WHAT YOU HAVE TO DO: Copy each line of the records that holds the string "hair".

──────

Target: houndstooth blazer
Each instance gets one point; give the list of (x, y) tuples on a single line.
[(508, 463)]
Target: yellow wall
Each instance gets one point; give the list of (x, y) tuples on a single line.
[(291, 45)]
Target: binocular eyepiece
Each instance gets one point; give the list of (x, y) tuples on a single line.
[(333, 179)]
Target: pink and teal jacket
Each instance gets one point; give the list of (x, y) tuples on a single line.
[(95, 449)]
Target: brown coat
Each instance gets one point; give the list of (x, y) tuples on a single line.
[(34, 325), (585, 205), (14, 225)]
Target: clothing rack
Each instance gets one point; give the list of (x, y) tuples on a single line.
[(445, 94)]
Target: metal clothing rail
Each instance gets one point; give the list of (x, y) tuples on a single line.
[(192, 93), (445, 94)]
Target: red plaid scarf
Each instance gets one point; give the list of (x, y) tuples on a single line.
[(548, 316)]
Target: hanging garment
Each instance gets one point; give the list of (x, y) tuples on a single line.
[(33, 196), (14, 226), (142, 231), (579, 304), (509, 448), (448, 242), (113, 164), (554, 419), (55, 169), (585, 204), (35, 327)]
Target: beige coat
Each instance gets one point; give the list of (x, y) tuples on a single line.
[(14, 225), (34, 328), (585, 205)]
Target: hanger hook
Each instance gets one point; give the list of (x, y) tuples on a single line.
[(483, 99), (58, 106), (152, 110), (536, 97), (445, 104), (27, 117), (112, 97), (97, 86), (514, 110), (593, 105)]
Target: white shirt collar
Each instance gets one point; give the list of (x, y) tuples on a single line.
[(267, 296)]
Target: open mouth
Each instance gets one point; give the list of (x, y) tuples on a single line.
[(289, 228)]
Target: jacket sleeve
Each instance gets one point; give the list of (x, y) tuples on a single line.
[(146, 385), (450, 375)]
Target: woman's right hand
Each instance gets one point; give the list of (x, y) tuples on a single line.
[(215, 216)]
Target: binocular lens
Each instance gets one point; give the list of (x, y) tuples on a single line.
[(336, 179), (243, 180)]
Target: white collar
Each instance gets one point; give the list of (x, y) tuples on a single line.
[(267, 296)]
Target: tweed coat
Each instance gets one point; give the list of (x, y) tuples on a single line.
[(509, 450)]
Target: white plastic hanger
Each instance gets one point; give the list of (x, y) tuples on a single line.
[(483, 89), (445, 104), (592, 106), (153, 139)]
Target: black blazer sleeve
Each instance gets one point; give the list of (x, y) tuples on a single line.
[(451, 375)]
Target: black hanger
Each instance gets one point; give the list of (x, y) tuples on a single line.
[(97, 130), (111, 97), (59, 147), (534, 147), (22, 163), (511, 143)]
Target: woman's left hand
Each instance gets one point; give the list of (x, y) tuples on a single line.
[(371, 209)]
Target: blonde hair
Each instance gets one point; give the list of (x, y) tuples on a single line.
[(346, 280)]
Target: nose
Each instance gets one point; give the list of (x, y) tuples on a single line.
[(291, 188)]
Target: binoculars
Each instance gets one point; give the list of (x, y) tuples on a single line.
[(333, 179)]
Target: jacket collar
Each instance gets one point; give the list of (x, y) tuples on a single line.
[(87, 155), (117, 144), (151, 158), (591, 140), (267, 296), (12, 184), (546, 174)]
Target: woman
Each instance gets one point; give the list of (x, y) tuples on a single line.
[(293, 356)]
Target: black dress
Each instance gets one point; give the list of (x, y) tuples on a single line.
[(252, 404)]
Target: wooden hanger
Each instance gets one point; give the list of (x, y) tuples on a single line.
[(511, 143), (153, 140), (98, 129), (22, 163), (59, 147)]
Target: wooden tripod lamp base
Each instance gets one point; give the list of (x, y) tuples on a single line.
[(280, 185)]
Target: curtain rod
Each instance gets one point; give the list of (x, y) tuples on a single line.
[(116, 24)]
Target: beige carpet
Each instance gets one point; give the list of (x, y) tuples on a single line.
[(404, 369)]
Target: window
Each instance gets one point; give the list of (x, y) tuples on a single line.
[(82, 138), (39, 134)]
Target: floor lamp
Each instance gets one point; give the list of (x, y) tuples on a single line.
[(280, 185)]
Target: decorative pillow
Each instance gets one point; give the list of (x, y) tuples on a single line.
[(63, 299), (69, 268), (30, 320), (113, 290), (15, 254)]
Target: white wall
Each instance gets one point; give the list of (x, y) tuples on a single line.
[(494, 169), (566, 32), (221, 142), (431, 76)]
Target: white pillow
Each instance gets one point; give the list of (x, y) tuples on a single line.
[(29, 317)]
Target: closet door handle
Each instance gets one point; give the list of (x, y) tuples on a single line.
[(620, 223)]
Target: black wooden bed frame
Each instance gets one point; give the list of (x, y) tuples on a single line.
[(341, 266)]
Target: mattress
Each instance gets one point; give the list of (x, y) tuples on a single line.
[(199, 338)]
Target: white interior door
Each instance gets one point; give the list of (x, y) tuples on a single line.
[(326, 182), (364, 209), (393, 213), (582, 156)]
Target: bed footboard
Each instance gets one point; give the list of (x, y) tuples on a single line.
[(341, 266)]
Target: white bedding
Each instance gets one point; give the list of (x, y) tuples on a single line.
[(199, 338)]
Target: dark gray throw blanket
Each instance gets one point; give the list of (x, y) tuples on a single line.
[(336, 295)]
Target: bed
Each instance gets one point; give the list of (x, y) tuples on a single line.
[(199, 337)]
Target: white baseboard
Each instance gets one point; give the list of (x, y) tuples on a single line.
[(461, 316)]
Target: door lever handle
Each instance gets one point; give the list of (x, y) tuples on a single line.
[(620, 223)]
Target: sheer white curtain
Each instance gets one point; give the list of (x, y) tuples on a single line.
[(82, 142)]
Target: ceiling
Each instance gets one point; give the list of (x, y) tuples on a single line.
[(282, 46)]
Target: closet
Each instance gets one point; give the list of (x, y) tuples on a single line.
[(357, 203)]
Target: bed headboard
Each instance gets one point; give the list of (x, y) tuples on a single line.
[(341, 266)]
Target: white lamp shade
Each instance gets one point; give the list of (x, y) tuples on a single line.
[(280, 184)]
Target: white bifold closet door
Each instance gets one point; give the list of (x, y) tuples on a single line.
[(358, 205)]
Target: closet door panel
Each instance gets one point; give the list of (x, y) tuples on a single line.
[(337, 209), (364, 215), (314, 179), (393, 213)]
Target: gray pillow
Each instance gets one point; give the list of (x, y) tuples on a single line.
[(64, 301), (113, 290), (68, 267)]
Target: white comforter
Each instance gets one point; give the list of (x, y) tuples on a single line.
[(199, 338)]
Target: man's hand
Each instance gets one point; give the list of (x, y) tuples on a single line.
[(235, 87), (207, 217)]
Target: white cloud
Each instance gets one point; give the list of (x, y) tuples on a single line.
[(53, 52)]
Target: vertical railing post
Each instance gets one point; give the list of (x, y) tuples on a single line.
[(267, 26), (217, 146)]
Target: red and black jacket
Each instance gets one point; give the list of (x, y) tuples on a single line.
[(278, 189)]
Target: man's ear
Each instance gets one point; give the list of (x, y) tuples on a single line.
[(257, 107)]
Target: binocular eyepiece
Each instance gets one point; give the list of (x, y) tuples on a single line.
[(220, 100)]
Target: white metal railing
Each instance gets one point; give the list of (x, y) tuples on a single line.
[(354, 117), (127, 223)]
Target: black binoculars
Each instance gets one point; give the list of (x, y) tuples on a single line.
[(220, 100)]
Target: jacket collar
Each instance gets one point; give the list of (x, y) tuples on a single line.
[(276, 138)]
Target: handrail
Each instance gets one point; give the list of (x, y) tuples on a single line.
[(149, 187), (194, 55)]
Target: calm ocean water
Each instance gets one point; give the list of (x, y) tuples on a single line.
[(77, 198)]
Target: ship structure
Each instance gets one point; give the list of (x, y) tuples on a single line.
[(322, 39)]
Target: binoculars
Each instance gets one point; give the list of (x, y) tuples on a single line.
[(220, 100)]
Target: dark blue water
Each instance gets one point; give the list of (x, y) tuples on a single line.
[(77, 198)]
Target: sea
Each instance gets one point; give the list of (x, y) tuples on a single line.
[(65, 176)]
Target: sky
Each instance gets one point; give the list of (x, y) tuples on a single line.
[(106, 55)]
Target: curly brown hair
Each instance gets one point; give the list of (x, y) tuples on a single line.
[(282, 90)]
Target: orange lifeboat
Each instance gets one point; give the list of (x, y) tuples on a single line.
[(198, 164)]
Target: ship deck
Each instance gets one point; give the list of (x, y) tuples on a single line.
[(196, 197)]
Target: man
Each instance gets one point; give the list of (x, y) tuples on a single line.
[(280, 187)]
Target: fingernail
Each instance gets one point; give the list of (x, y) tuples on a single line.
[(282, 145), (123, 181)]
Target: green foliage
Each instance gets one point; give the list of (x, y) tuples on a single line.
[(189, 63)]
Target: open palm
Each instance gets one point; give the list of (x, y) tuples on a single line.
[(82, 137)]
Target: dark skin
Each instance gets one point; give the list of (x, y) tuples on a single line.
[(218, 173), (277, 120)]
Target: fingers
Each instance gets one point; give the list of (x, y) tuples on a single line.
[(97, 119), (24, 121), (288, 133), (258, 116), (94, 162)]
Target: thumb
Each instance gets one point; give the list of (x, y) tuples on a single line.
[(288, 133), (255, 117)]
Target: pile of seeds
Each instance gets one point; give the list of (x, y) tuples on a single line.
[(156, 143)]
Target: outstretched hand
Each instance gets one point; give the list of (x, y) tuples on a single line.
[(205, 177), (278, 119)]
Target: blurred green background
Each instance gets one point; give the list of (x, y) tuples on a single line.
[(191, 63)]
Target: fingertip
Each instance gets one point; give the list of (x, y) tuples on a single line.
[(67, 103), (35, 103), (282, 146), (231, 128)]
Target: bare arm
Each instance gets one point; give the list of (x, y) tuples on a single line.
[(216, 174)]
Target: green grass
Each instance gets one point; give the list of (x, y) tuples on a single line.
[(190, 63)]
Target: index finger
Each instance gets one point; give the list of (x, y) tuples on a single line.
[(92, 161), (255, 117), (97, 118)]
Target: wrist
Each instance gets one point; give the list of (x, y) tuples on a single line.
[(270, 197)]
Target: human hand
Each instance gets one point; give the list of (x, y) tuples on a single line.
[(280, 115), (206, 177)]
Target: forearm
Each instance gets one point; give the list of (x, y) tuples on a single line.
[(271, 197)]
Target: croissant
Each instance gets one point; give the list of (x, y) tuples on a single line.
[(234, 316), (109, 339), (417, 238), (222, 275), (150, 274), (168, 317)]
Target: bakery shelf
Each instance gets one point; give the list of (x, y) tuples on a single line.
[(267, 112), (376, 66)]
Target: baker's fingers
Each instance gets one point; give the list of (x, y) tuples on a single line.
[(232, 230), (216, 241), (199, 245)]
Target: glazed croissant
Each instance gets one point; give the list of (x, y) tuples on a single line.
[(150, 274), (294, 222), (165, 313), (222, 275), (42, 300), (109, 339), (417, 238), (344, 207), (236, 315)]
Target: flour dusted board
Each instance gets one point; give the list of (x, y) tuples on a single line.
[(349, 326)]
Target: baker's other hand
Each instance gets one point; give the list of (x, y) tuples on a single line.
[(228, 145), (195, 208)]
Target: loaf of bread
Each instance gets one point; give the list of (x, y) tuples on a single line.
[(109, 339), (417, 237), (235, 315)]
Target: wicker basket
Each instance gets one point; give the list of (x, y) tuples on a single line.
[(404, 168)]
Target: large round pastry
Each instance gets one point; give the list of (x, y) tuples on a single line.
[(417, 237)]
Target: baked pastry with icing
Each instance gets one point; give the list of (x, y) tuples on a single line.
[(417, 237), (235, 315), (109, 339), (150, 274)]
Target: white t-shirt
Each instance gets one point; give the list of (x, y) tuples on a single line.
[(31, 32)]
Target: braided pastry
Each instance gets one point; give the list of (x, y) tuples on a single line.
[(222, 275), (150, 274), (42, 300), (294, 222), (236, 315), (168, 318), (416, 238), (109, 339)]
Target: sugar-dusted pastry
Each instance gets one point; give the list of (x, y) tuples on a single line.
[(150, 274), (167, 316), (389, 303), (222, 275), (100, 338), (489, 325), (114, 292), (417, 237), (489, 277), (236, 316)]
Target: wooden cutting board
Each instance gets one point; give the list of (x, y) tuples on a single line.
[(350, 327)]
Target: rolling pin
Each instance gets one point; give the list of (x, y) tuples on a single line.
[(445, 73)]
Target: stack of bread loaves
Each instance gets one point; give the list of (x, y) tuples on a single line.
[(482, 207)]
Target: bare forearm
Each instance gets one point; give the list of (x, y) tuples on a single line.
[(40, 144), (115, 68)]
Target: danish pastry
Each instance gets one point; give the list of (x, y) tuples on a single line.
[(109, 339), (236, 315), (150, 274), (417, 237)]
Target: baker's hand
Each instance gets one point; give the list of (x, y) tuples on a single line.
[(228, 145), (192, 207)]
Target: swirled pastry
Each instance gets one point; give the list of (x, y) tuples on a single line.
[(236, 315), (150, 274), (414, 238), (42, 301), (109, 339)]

──────

RESULT OF THIS TASK:
Target: blonde hair
Target: curly brown hair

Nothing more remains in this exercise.